## Document extract
┌──
Friday, August 14, 2015

Scott Pilgrim vs. the World

"Getting a Life"

Finally. A comedy that's ambitious, funny, and definitely not "coasting." If anything, Scott Pilgrim vs. The World might be working too hard for its laughs by violating every rule in the book: episodic, fast, edited in a deliberately outre style with images crashing into each other, stepping on and crushing dialogue, seamlessly merging, not unlike "The Archers," reality and fantasy. Indeed, you're never sure if what you're seeing is reality, or merely the Red Bull fueled fantasies of its lead character, Scott Pilgrim (Michael Cera, appearing "scruffy," thin and even more chinless than usual) young adult, but in name only. And the movie manages to sustain the breathless pace its entire length, without losing its inventiveness or attitude.

That's something of a surprise as director Edgar Wright's previous films, like Shaun of the Dead, and Hot Fuzz, outwore their welcomes at the 2/3 mark but kept on going. Scott Pilgrim vs. The World starts out of the gate fast and only lets up at its resolution (appropriately), in a melange of styles and techniques, while also shifting the narrative into over-drive with cartoony and comics graphics touches that invade and overlay photo-reality. Fight Club and Stranger Than Fiction did the same with a formalist style, but "Pilgrim" suffuses it with an energetic slacker zeal, as if these things were appearing off the top of its protagonist's head (which, in the narrative, it probably is). A movie hasn't been this anarchistically fun to watch tearing apart movie-sensibilities since...oh...Fight ClubMoulin Rouge!, or, hell, Citizen Kane.* Film-making rules are bent almost in two, but never break the narrative flow. This is good stuff.**
I've stayed away from reading any reviews (which is my M.O.), but a scan of headlines leads one to think that the film has turned off its "Gamer" audience.
I can see where the argument would come: it's really not about gaming (not in the electronic sense) and whimsically lampoons the culture using its tropes and excesses against it. On a deeper level, however, it manages to take the insular mind-set and short-term rewards and gratification of gaming and place it in context into the real world. And finds it wanting in the course of a life. At the same time, it manages to make the sensibilities of gaming concepts—the nexus-choices of "Continue?," "Adding a life," and "Game Over," and draw parallels to painful life-lessons—real ones—that legitimize the story-line, gaming structure and the very reason for making the movie. Very, very smart.
└──
## Source material
┌──
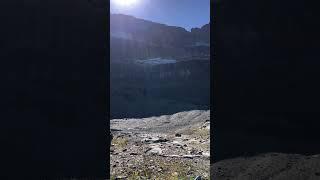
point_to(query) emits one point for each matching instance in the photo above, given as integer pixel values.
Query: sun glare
(125, 2)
└──
## Objectives
[1] Answer these questions about the Scott Pilgrim review.
(a) Which actor plays Scott Pilgrim?
(b) Which two earlier films by director Edgar Wright does the review name?
(c) Based on a scan of headlines, which audience does the reviewer think the film has turned off?
[2] Carry on the review of Scott Pilgrim vs. the World, starting after its last sentence.
The data is not needed for this work.

## Expected outputs
[1]
(a) Michael Cera
(b) Shaun of the Dead and Hot Fuzz
(c) Its "Gamer" audience

[2]
Now, this is a lot of "deep thought" for a teen-relationship (kinda) movie, and I run the risk of gilding the lily, and worse, building high anticipation which might kill the appreciation for what is there in the theater.*** But, more light-bulbs went off for me in this one, about how to use the craft to tell a story, and, in context, of achieving something more than the instant gratification that permeates our society (and the damage it can create) than anything I've seen in awhile.
It also managed to save, for me, what has been a rather disappointing movie Summer. It's also the kind of high-concept circus act that the director can only pull off once—another movie in this style would lay him open to suggestions that he's a "one-trick pony." But, if he can bring this kind of sensibility to this project, imagine where that mind could go in the future. It makes one anticipate, and excited for, what can happen in the future.  As for now, Wright's taken things to a whole new level.


* Okay, lest this be taken out of context ("He's comparing
'Scott Pilgrim vs. the World' to 'Citizen Kane?'!) and I'm accused of Kael-esque hyperbole, I found the same sense of film-making brio in this one that I've found in the others.  I always find this exciting, whoever does it, even if the results are ultimately to a less than satisfying experience.  I'm all for pushing the envelope, but the results have to be more than a good-looking envelope.  There's got to be a good message inside it, too.


 ** And, there's another layer—the sound design.  This one may be my winner for "Best Use of Sound" for the year, tossing in music and effects in a giddy montage that's constantly inventive and supportive.  I've tried to do this sort of stuff in my work—specifically for the old "Bill Nye the Science Guy" show—but, I could only aspire to the level that "Scott Pilgrim" does. Bravo. (Clapclapclap)
*** Notice, please, that I haven't done a plot synopsis, quoted good lines (which there are, a-plenty) or said anything about the movie other than a basic wash-and-rinse of the film-going experience.  There are too many surprises, and too fine a resolution, to go about spoiling one's viewing.  I want to keep your preconceptions of this movie (which I hope you'll do) as spoiler-free as possible.  Go in expecting nothing, and this will be a better film—for you—for it.